## [Exercise requirements]
Rewrite the passage on Tennessee escheat law between "(a) If a decedent, whether" and "or intestate succession.", inclusive, with "liens" changed to "encumbrances".
[START Quoted passage]
In Tennessee When Does Property Become the State of Tennessee's (Escheats to the State) When an Individual Dies?

Posted on Jan 19 2014 10:55PM by Attorney, Jason A. Lee

Under Tennessee law if there are no beneficiaries or heirs under a will or under intestate succession laws then the property of someone who dies is simply paid to the State (this is called “escheats to the State”).  Basically, if you do not have any close family members that are living and you do not have a will, then all of your money and assets are passed to the State of Tennessee.  T.C.A. § 31-6-101 provides as follows:

 

(a) If a decedent, whether or not domiciled in this state, leaves no one to take the decedent's estate or any portion of the estate by the decedent's will and no one other than a government or governmental subdivision or agency to take the decedent's estate or a portion of the estate by intestate succession, under the laws of this state or any other jurisdiction, the estate escheats as of the time of the decedent's death in accordance with this chapter.

(b) Property passing to the state under this chapter, whether held by the state or its officers, is subject to the same liens, charges and trusts to which it would have been subject if it had passed by will or intestate succession.
[END Quoted passage]
[START Data provided]
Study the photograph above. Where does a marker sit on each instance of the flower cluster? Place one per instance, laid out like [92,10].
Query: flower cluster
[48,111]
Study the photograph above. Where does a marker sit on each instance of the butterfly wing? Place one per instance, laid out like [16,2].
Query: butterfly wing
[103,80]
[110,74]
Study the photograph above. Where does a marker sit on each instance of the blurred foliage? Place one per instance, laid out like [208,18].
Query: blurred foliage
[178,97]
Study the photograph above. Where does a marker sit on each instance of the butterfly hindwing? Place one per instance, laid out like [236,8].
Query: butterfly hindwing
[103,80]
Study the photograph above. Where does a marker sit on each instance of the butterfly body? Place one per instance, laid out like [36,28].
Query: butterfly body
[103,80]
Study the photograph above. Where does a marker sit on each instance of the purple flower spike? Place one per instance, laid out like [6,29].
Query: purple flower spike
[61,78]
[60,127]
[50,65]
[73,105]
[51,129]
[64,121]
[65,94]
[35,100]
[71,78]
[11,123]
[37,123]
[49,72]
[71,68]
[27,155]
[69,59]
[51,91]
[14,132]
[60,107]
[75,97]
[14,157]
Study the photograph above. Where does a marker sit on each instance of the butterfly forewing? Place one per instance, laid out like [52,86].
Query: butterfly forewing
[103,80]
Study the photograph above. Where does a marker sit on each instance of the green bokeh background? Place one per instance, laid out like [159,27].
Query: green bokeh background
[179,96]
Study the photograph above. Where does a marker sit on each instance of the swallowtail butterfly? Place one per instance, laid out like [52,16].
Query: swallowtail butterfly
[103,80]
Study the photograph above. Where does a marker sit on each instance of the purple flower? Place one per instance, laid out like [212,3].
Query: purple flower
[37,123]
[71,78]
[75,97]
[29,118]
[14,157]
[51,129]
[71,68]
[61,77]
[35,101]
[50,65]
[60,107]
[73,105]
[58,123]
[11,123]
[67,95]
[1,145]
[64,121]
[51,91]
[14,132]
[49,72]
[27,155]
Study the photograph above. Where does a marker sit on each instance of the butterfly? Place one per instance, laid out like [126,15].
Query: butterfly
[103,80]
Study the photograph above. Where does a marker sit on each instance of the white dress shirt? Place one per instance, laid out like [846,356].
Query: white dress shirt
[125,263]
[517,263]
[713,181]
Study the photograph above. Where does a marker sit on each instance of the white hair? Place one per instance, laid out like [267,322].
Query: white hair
[END Data provided]
## [Result]
(a) If a decedent, whether or not domiciled in this state, leaves no one to take the decedent's estate or any portion of the estate by the decedent's will and no one other than a government or governmental subdivision or agency to take the decedent's estate or a portion of the estate by intestate succession, under the laws of this state or any other jurisdiction, the estate escheats as of the time of the decedent's death in accordance with this chapter.

(b) Property passing to the state under this chapter, whether held by the state or its officers, is subject to the same encumbrances, charges and trusts to which it would have been subject if it had passed by will or intestate succession.